TASK TO CARRY OUT —
According to the Fused LayerNorm page, what does the fused kernel provide?

# 🍰 Fused LayerNorm#

Fused LayerNorm replaces implementations of torch.nn.LayerNorm with a apex.normalization.fused_layer_norm. The fused kernel provides increased GPU utilization.

A visualization of the impact of Fused LayerNorm.

## How to Use#

### Functional Interface#

# Apply surgery on the model to swap-in the Fused LayerNorm using the Composer functional API

import composer.functional as cf

cf.apply_fused_layernorm(model)

loss_fn = F.cross_entropy
model.train()

y_hat = model(X)
loss = loss_fn(y_hat, y)
loss.backward()
opt.step()


### Composer Trainer#

from composer.trainer import Trainer
from composer.algorithms import FusedLayerNorm

trainer = Trainer(model=model,
max_duration='1ep',
algorithms=[FusedLayerNorm()])

trainer.fit()

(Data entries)
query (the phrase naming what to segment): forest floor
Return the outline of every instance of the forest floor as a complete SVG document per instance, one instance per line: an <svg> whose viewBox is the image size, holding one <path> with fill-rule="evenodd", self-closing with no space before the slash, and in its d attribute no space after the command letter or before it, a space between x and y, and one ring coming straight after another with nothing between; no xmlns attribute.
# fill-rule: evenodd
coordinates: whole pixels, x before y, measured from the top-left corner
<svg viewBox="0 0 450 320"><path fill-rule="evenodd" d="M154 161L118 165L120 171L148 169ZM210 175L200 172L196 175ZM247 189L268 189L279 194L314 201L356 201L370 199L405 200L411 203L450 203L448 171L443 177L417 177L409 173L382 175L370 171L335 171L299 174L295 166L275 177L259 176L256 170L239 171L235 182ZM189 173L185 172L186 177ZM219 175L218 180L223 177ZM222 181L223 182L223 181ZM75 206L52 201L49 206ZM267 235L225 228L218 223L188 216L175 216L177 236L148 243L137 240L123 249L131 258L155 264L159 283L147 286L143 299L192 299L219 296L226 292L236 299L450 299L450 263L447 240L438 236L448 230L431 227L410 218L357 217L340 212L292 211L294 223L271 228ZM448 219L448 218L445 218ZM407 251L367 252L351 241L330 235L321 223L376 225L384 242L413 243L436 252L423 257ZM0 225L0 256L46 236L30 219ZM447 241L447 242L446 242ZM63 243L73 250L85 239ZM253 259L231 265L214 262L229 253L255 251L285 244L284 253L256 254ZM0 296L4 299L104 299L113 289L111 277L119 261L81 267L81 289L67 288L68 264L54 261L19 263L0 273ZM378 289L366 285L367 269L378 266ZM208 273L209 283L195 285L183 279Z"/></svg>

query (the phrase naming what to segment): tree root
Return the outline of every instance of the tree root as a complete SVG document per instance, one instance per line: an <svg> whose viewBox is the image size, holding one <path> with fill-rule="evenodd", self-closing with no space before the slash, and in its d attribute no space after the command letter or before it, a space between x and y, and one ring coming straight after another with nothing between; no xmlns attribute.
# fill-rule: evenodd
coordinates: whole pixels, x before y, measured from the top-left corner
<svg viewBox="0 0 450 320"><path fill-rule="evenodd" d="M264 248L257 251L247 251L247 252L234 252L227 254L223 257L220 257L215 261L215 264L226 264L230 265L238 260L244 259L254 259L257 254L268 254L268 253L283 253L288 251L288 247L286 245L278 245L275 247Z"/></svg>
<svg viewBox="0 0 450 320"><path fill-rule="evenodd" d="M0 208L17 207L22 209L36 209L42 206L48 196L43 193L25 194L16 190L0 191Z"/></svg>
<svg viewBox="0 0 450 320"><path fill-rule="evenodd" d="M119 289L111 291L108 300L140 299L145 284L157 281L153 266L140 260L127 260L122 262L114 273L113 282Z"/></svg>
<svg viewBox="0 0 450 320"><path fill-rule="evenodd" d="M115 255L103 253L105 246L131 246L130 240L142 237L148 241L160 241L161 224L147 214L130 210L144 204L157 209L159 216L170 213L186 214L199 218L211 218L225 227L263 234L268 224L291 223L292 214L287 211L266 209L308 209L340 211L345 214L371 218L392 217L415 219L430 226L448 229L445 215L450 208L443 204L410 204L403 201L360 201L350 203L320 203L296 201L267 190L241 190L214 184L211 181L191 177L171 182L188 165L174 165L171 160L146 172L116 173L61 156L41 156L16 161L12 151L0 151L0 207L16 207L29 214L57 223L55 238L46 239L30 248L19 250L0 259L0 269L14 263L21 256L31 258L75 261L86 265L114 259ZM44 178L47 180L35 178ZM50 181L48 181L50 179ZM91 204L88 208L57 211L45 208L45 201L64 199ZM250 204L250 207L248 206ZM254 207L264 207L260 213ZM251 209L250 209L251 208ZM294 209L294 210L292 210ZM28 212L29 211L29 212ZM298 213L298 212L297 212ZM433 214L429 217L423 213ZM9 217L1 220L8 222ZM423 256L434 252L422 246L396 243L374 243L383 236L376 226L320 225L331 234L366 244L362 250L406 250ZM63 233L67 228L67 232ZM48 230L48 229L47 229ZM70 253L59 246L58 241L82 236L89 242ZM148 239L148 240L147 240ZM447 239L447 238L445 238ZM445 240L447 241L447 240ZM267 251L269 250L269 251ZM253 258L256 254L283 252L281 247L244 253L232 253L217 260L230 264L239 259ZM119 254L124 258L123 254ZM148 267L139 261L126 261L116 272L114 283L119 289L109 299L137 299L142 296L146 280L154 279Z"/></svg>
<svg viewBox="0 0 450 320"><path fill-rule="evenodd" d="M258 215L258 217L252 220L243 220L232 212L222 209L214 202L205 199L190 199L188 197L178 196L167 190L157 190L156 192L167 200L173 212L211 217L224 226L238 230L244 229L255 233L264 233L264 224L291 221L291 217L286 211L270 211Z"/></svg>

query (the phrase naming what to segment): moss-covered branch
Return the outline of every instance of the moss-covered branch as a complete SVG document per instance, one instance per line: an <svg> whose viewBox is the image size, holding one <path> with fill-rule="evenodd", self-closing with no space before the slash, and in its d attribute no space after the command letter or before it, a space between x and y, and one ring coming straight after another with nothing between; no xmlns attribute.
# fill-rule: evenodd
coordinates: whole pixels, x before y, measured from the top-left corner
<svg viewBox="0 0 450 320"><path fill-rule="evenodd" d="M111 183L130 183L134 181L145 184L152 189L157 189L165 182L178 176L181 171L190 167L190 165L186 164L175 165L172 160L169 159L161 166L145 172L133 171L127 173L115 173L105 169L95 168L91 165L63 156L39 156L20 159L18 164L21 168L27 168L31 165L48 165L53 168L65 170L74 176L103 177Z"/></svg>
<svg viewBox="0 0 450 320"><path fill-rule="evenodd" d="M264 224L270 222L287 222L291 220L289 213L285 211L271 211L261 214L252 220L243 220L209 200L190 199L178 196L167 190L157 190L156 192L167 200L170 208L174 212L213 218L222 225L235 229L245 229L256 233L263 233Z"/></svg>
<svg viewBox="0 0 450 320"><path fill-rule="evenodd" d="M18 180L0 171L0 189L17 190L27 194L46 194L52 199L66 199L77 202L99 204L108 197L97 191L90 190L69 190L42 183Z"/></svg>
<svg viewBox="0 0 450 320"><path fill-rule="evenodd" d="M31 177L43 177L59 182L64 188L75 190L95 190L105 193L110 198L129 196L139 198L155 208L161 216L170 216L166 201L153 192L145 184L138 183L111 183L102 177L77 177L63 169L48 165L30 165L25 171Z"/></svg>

...

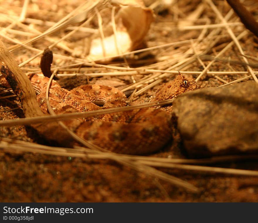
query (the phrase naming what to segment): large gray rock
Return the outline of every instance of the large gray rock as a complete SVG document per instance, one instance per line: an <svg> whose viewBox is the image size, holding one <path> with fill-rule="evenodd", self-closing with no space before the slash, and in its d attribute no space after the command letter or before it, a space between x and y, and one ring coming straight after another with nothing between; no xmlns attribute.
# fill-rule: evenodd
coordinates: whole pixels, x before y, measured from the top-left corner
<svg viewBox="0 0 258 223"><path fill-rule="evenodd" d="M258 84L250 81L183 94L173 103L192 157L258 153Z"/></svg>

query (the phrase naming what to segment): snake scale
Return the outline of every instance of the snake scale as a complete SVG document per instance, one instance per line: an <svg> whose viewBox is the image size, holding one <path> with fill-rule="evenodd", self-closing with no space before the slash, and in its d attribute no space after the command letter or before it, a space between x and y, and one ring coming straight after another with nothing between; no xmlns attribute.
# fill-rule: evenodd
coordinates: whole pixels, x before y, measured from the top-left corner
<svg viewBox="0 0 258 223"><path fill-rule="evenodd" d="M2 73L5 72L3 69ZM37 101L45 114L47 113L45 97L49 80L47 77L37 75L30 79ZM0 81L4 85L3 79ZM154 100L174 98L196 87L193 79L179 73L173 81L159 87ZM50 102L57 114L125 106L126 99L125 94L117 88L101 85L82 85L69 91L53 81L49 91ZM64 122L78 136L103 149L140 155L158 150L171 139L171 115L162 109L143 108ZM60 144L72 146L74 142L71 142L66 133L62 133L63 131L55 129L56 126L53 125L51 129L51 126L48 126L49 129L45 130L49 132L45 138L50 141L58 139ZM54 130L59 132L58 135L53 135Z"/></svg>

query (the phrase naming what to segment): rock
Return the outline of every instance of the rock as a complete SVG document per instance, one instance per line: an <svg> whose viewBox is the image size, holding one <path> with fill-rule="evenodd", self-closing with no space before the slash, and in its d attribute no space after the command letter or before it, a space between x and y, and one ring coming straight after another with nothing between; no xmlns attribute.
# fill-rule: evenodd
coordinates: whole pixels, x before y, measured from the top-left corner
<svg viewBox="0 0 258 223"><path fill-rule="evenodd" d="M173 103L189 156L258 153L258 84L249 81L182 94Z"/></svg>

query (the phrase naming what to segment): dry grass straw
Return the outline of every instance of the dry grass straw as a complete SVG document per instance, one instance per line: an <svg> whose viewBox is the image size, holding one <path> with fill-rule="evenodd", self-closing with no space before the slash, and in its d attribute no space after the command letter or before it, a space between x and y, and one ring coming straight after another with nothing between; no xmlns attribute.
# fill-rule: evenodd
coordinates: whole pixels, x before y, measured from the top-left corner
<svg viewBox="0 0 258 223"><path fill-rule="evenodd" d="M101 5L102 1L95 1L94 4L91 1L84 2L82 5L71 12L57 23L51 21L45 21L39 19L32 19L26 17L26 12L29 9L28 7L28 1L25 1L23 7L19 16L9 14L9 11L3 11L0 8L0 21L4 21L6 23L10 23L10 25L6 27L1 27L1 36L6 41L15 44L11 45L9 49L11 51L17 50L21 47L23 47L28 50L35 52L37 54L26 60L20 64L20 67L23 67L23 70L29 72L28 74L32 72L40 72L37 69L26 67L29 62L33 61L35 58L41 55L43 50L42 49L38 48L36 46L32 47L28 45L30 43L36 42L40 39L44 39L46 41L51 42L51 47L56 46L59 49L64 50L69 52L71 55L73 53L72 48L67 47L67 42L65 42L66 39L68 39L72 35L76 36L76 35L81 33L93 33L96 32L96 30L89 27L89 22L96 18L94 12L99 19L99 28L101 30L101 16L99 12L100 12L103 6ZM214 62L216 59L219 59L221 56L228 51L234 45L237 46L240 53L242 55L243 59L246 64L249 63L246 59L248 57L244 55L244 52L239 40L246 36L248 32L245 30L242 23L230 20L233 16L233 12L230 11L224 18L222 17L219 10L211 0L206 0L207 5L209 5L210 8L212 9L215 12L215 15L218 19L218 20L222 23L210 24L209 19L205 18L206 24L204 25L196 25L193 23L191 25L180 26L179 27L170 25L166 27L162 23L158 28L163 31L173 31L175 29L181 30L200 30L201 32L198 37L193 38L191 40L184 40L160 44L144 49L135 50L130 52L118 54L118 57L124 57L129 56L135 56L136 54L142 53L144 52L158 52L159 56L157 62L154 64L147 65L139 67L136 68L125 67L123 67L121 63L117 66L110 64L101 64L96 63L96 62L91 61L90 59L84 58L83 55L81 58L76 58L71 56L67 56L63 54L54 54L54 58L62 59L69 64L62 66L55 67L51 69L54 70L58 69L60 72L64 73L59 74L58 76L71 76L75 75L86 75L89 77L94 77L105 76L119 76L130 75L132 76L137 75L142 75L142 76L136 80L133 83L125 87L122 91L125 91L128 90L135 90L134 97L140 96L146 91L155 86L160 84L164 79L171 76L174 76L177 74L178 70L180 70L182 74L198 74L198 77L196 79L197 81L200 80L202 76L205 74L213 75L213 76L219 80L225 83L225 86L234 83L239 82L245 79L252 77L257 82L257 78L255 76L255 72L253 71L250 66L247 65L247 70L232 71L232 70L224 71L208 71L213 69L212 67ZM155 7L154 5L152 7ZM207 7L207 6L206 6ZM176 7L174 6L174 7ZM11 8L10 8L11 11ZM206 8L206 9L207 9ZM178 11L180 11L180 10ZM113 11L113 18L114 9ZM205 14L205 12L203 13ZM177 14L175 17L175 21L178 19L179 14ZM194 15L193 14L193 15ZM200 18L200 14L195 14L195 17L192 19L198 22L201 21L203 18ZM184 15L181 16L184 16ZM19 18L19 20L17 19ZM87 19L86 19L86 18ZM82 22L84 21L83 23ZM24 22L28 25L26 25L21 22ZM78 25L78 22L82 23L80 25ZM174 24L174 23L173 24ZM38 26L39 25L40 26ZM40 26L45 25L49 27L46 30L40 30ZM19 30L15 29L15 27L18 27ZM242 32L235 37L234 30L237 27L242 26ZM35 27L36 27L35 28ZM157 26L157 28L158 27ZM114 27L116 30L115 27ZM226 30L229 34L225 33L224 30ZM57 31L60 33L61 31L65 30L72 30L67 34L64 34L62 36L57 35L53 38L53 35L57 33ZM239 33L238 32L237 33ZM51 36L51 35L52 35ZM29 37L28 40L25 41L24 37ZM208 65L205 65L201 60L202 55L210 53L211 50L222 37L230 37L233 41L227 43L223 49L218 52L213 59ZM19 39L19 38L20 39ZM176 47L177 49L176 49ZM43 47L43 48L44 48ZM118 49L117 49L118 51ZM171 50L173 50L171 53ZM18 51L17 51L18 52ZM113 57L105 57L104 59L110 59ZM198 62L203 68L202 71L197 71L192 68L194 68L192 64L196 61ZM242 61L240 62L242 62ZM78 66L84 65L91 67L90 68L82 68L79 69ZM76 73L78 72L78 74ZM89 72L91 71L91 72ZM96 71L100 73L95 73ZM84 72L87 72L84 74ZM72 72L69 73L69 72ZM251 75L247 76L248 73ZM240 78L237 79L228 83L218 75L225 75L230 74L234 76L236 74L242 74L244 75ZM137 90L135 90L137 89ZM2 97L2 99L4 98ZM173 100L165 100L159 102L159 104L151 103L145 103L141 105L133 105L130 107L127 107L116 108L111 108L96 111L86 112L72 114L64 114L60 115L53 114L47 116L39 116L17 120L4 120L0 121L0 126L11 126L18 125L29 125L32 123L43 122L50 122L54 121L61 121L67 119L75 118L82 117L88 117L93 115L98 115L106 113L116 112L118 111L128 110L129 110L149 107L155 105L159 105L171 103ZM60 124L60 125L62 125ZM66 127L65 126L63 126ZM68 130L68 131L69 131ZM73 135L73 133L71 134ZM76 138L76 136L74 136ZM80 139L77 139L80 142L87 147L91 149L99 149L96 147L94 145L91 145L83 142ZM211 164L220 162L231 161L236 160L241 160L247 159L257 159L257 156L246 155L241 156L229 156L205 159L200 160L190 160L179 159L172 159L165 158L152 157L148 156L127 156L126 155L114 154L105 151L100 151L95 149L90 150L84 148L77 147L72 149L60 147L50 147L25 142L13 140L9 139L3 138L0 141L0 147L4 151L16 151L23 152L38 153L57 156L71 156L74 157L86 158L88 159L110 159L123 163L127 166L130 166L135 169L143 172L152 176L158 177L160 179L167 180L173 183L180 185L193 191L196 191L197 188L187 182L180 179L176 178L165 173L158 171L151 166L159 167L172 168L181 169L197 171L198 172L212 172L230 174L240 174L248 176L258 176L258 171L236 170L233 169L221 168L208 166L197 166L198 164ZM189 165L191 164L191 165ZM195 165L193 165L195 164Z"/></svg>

EXERCISE RESPONSE —
Increased GPU utilization.